(WORK TO COMPLETE):
a) Quote the stretch of the page on Security Council Resolution 1836 from "United Nations Security Council Resolution 1836 was" through "its authorized deployment.".
b) In the page on Security Council Resolution 1836, condense the paragraph beginning "Through its unanimous adoption" into a single shorter sentence that keeps its main facts.
c) Extend the page on Security Council Resolution 1836 with the text that would follow its final sentence.

------ TEXT EXCERPT ------

- Date: 29 September 2008
- Meeting no.: 5,985
- Code: S/RES/1836 (Document)
- Subject: The situation in Liberia
- Voting summary: 15 voted for; None voted against; None abstained;
- Result: Adopted

Security Council composition
- Permanent members: China; France; Russia; United Kingdom; United States;
- Non-permanent members: Burkina Faso; Belgium; Costa Rica; Croatia; Indonesia; Italy; Libya; Panama; South Africa; Vietnam;

= United Nations Security Council Resolution 1836 =

United Nations Security Council Resolution 1836 was unanimously adopted on 29 September 2008.

== Resolution ==
The Security Council today decided to extend the United Nations Mission in Liberia (UNMIL) for one more year, until 30 September 2009, while adjusting its authorized deployment.

Through its unanimous adoption of resolution 1836 (2008), the body endorsed the Secretary-General’s recommendation of a reduction of 1,460 military personnel and the streamlining of the current four sectors into two, to be carried out between October 2008 and March 2009.

------ RECORDS SHOWN ------

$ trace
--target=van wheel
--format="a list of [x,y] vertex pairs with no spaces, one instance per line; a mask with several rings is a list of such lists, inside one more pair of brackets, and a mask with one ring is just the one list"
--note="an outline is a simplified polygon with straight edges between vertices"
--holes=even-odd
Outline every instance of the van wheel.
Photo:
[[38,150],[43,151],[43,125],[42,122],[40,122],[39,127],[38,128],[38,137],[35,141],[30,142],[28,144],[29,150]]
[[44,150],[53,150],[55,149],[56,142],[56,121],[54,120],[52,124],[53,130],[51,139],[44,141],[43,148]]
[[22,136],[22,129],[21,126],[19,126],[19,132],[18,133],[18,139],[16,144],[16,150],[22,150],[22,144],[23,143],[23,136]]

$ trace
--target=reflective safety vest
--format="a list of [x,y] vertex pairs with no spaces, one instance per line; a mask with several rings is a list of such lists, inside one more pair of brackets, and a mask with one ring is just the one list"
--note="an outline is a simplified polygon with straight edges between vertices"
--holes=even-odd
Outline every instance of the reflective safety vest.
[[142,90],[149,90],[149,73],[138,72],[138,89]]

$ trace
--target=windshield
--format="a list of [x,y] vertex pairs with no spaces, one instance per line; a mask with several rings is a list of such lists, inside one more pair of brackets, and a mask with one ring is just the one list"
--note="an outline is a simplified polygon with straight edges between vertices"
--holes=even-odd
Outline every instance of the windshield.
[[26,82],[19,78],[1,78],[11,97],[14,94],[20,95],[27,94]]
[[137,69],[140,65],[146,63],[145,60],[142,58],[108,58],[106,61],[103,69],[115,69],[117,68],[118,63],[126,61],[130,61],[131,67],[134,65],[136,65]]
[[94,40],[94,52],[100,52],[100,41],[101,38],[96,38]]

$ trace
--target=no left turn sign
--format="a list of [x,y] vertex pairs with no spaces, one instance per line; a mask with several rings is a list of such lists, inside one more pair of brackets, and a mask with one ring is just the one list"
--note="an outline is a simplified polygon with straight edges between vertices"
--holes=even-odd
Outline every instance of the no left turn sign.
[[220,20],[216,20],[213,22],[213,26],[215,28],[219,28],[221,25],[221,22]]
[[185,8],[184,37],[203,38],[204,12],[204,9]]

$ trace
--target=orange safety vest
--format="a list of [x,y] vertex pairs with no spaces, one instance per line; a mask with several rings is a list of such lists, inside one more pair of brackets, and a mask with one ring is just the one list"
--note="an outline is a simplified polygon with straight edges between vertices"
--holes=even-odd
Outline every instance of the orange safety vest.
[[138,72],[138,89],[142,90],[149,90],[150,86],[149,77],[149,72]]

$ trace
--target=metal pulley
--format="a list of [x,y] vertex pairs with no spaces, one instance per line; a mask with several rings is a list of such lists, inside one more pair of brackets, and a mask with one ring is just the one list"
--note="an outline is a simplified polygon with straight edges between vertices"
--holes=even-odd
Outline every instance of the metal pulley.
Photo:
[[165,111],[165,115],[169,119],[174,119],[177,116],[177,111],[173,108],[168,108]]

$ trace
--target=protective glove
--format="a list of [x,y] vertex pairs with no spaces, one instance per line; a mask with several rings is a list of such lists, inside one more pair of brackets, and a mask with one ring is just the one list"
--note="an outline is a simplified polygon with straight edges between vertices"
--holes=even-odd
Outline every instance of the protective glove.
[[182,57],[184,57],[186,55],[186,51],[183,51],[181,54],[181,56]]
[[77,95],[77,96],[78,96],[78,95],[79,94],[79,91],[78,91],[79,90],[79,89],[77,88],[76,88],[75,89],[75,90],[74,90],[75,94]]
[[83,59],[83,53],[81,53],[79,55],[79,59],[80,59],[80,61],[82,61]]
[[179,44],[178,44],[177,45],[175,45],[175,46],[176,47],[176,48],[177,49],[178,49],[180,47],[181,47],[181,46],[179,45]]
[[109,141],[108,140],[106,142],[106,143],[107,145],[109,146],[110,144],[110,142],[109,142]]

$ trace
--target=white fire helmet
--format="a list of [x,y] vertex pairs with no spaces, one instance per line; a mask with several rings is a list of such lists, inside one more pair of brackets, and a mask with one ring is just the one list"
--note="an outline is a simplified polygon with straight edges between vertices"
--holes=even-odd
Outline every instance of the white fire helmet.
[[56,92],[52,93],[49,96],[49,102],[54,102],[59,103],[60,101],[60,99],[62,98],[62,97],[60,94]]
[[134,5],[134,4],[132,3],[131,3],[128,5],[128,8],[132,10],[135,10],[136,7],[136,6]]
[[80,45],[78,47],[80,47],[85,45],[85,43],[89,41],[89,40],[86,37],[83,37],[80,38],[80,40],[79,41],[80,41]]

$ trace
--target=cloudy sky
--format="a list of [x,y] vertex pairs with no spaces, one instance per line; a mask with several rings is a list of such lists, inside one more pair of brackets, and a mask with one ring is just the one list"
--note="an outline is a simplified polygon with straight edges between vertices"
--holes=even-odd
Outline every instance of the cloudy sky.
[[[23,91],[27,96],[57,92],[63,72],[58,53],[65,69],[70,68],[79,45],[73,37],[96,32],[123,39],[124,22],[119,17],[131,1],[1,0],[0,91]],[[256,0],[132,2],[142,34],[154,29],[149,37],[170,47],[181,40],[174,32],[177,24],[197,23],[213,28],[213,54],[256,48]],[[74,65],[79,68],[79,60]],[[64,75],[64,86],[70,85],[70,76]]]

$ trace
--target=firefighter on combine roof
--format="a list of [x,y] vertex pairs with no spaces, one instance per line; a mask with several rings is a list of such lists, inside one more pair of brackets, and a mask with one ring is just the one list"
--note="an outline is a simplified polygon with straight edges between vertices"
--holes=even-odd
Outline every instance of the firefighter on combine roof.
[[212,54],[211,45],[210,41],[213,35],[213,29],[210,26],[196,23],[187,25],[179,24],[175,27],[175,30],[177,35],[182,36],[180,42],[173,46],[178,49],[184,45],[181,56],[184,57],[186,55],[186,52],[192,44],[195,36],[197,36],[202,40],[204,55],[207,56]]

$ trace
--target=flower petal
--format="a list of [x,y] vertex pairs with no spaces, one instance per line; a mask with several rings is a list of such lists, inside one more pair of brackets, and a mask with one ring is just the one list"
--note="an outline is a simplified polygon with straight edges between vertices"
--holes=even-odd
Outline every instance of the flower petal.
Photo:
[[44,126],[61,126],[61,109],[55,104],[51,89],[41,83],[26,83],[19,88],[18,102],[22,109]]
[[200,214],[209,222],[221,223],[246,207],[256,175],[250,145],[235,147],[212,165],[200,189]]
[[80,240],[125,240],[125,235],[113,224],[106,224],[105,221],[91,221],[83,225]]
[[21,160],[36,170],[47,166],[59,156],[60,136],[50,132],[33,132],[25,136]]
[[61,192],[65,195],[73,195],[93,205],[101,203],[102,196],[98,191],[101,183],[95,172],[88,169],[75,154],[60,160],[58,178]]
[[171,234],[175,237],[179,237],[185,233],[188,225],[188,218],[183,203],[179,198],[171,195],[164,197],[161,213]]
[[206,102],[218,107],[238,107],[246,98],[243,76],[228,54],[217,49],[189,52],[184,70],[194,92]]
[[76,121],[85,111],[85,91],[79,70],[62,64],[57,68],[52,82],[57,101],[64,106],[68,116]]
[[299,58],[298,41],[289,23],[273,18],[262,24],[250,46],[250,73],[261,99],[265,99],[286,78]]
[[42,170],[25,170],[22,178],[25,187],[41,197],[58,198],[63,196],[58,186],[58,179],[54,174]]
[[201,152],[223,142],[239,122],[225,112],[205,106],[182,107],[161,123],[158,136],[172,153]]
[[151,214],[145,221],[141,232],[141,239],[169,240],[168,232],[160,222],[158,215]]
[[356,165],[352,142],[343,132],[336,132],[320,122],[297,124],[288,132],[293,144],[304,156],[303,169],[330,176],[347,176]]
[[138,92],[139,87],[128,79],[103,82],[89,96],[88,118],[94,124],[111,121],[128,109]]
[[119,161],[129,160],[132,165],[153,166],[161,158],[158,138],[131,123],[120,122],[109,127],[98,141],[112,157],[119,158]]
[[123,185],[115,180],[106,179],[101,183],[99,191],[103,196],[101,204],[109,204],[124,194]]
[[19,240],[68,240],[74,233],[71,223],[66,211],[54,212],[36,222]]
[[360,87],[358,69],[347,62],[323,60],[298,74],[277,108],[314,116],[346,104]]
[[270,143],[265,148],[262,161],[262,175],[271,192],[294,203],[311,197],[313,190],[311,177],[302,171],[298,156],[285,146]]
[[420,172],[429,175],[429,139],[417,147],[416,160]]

------

(OUTPUTS BY TASK):
a)
United Nations Security Council Resolution 1836 was unanimously adopted on 29 September 2008.

== Resolution ==
The Security Council today decided to extend the United Nations Mission in Liberia (UNMIL) for one more year, until 30 September 2009, while adjusting its authorized deployment.

b) By unanimously adopting resolution 1836 (2008), the Council backed the Secretary-General's recommendation to cut 1,460 military personnel and merge the four current sectors into two between October 2008 and March 2009.

c)
It also endorsed the immediate increase of 240 police, in order to provide expertise in specialized fields, operational support to regular policing and reaction to urgent incidents. Within the overall ceiling, it agreed with the Secretary-General’s plans for internal adjustments in the composition of police components, including an increase in the number of formed police units.

The Council requested the Secretary-General to continue to monitor progress in the peacebuilding benchmarks detailed in his last reports. On the basis of that progress, it asked him to recommend by 15 February 2009 any further adjustments in UNMIL’s deployment, and to include in his report, in consultation with the Government of Liberia, long-range scenarios for a phased drawdown and withdrawal of the Mission’s troops.

In his reports, the Secretary-General was asked to pay particular attention to the building of the Liberian security sector and to make recommendations on adjustments needed to UNMIL’s operations and training in that regard.

Prior to the adoption of the resolution, the President of the Council welcomed the new Permanent Representative of China, who pledged his cooperation with other members and looked forward to China’s presidency next month.

== See also ==
- List of United Nations Security Council Resolutions 1801 to 1900 (2008–2009)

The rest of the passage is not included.